◆ KUTIPAN ◆
======
Sri Sultan Hamengkubuwono X didampingi permaisuri Gusti Kanjeng Ratu Hemas (dan moderator), memberikan penjelasan tentang dua pengumuman yang menimbulkan kontoversi yaitu Sabdo Rojo dan Dhawuh Rojo, 8 Mei 2015 (Foto: VOA/Munarsih).

Sultan mengeluarkan Dhawuh Rojo atau Perintah Raja yang isinya mengganti nama putri sulungnya dan mengangkatnya menjadi Putri Mahkota Kasultanan Ngayogyokarto Hadiningrat.

Sultan Kasultanan Yogyakarta, Sultan Hamengkubuwono X, Jumat petang (8/5) menjelaskan kepada masyarakat dan budayawan Yogyakarta mengenai Sabda Raja dan Dhawuh (perintah) Raja yang telah menimbulkan polemik di masyarakat maupun di dalam Kraton Yogyakarta dalam beberapa hari ini.

Pada 30 April 2015 lalu Sultan mengeluarkan Sabdo Rojo (Sabda Raja) yang isinya antara lain mengubah nama dan gelar Sultan menjadi Sampean Dalem Ingkang Sinuhun Sri Sultan Hamengku Bawono Ingkang Jumeneng Kasepuluh Surya Ing Mataram, Senopati Ing Ngalogo, Langenging Bawono Langgeng, Langgeng Ing Toto Panotogomo.

Lalu, tanggal 5 Mei 2015 Sultan mengeluarkan Dhawuh Rojo atau Perintah Raja yang isinya mengganti nama putri sulungnya menjadi Gusti Kanjeng Ratu Mangkubumi Hamemayu Hayuning Bawono Langgeng ing Mataram dan mengangkatnya menjadi Putri Mahkota Kasultanan Ngayogyokarto Hadiningrat.

Kedua pengumuman Sultan tersebut mendapat penolakan dari dalam Kraton terutama dari sejumlah adik laki-laki Sultan yang berpendapat bahwa Sultan telah melanggar paugeran (aturan) Kraton. Di sejumlah tempat terpampang spanduk bertuliskan penolakan tersebut.

Oposisi juga datang dari masyarakat, termasuk Sukiman Hadiwijoyo, ketua Asosiasi Pamong Desa Semar Sembogo. Ia khawatir pergantian nama Sultan melanggar Undang Undang No. 13/2012 tentang Keistimewaan Yogyakarta dan implikasinya akan dirasakan seluruh warga DIY.
======
◆ ENTRI YANG DISEDIAKAN ◆
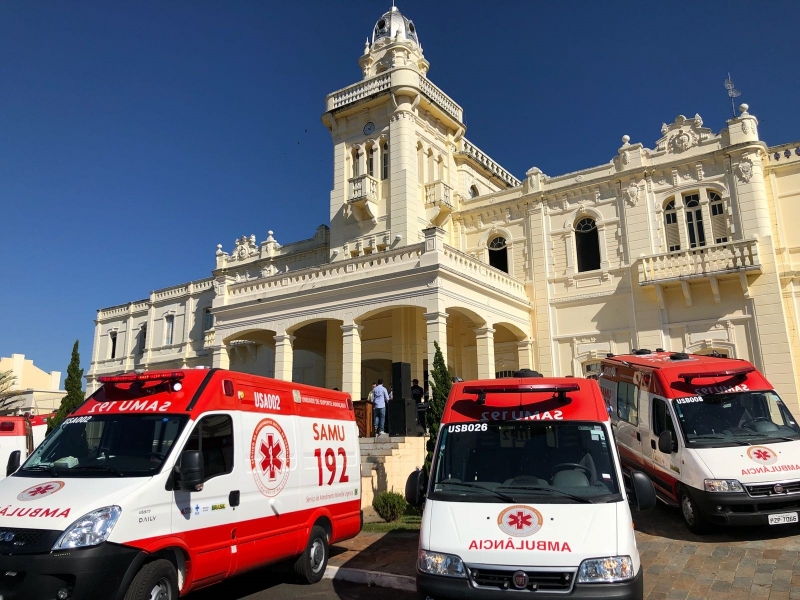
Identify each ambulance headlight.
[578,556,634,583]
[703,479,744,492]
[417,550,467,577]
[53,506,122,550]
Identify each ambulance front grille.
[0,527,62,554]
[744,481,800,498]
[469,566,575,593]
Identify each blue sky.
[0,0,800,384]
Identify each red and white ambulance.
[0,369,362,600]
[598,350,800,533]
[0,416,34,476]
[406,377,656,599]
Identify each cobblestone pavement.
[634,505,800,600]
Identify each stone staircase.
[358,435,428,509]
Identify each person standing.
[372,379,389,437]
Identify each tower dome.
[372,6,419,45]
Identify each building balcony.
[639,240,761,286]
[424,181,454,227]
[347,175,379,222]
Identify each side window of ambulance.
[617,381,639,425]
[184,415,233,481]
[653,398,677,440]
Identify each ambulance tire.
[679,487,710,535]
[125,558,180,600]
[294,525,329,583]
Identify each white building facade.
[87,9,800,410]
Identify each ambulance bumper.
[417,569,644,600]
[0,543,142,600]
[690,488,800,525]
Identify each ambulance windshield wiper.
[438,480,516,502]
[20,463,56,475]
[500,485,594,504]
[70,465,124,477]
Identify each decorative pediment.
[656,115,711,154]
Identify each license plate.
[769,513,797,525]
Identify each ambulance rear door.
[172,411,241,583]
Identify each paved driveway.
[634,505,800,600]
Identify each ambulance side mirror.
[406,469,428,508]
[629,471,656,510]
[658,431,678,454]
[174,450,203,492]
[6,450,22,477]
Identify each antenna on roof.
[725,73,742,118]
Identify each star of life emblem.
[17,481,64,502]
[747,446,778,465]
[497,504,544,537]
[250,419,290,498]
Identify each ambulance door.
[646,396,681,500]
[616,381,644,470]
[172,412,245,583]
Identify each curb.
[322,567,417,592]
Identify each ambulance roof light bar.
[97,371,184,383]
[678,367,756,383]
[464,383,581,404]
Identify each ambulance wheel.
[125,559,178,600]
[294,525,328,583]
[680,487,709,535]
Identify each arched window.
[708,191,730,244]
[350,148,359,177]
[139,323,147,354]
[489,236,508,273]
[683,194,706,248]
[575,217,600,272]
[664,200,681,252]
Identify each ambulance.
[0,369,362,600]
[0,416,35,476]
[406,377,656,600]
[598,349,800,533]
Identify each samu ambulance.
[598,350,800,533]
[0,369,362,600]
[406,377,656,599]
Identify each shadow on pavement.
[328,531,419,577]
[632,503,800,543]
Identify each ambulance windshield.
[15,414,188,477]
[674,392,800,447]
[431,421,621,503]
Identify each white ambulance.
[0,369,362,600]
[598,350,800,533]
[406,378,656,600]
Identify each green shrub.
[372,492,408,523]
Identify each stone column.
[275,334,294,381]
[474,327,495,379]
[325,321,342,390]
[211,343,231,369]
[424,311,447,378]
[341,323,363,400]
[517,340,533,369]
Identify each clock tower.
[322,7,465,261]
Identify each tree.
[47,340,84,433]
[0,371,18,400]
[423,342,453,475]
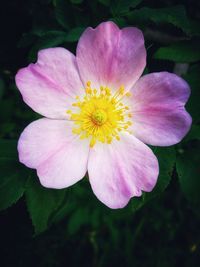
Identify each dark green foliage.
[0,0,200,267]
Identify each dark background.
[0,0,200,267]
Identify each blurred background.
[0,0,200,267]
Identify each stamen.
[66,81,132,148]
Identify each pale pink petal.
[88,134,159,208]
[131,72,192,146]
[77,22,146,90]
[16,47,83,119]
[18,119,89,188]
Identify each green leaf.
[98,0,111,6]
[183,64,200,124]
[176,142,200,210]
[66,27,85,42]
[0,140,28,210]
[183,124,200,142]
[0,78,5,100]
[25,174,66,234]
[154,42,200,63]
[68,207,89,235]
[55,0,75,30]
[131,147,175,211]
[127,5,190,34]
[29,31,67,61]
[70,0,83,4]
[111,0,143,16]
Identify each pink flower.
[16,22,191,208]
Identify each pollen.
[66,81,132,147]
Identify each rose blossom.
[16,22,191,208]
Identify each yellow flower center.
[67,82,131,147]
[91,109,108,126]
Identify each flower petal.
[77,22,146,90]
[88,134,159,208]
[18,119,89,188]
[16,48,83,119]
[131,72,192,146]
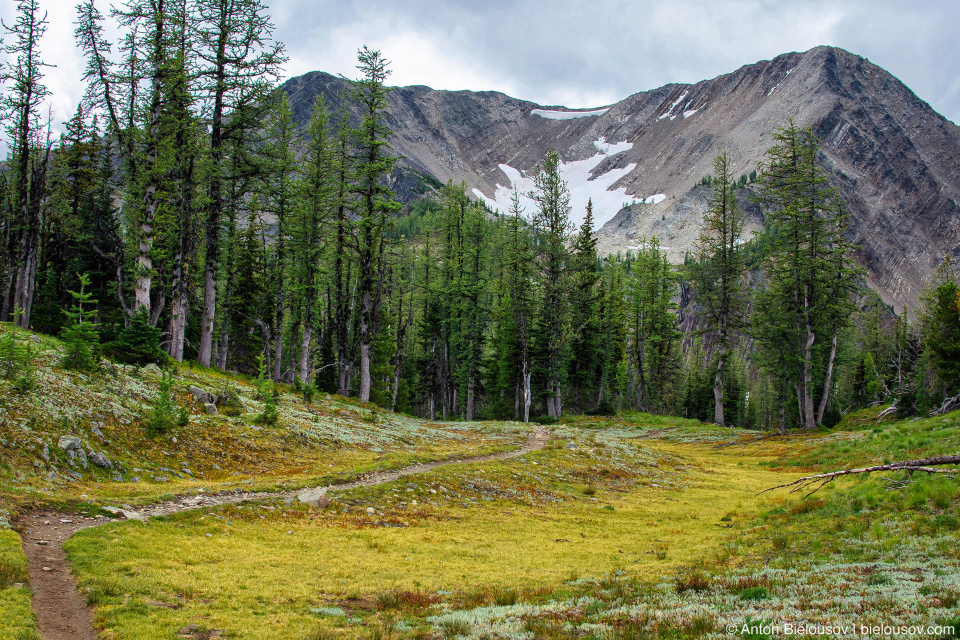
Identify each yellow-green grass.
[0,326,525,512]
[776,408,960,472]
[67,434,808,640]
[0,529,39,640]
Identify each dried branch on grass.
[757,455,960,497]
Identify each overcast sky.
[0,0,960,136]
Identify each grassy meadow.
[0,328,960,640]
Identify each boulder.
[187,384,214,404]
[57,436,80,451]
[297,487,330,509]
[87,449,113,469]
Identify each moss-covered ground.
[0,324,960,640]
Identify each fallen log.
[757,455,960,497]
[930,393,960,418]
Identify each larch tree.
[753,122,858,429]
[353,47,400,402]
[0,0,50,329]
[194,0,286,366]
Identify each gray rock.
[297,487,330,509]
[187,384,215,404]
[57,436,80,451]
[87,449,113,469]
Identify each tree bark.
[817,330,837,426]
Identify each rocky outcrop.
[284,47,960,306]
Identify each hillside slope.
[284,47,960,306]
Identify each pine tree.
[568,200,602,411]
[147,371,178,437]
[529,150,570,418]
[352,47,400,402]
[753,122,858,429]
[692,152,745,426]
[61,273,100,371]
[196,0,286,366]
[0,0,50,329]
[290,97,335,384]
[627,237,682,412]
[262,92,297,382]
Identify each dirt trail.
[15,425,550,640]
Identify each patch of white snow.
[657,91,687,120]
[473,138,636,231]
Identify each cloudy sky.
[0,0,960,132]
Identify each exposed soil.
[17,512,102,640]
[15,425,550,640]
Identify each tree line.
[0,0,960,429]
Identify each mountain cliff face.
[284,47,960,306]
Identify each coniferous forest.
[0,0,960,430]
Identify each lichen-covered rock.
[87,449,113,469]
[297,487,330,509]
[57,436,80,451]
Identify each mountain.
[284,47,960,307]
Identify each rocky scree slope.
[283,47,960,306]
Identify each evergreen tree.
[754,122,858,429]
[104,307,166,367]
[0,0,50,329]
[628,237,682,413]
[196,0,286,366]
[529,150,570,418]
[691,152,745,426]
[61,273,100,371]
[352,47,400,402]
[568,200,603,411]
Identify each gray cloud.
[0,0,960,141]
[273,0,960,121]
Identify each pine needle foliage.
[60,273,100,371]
======
◆ TUGAS YANG DIBERIKAN 1 ◆
Salin bagian kutipan tentang Sabda Raja mulai dari "Sultan Kasultanan Yogyakarta, Sultan" sampai dengan "Ing Toto Panotogomo.".
◆ TUGAS YANG DIBERIKAN 2 ◆
Menurut kutipan tentang Sabda Raja, pada tanggal berapa Sultan mengeluarkan Dhawuh Rojo?

◆ PENYELESAIAN TUGAS 1 ◆
Sultan Kasultanan Yogyakarta, Sultan Hamengkubuwono X, Jumat petang (8/5) menjelaskan kepada masyarakat dan budayawan Yogyakarta mengenai Sabda Raja dan Dhawuh (perintah) Raja yang telah menimbulkan polemik di masyarakat maupun di dalam Kraton Yogyakarta dalam beberapa hari ini.

Pada 30 April 2015 lalu Sultan mengeluarkan Sabdo Rojo (Sabda Raja) yang isinya antara lain mengubah nama dan gelar Sultan menjadi Sampean Dalem Ingkang Sinuhun Sri Sultan Hamengku Bawono Ingkang Jumeneng Kasepuluh Surya Ing Mataram, Senopati Ing Ngalogo, Langenging Bawono Langgeng, Langgeng Ing Toto Panotogomo.

◆ PENYELESAIAN TUGAS 2 ◆
Sultan mengeluarkan Dhawuh Rojo pada tanggal 5 Mei 2015.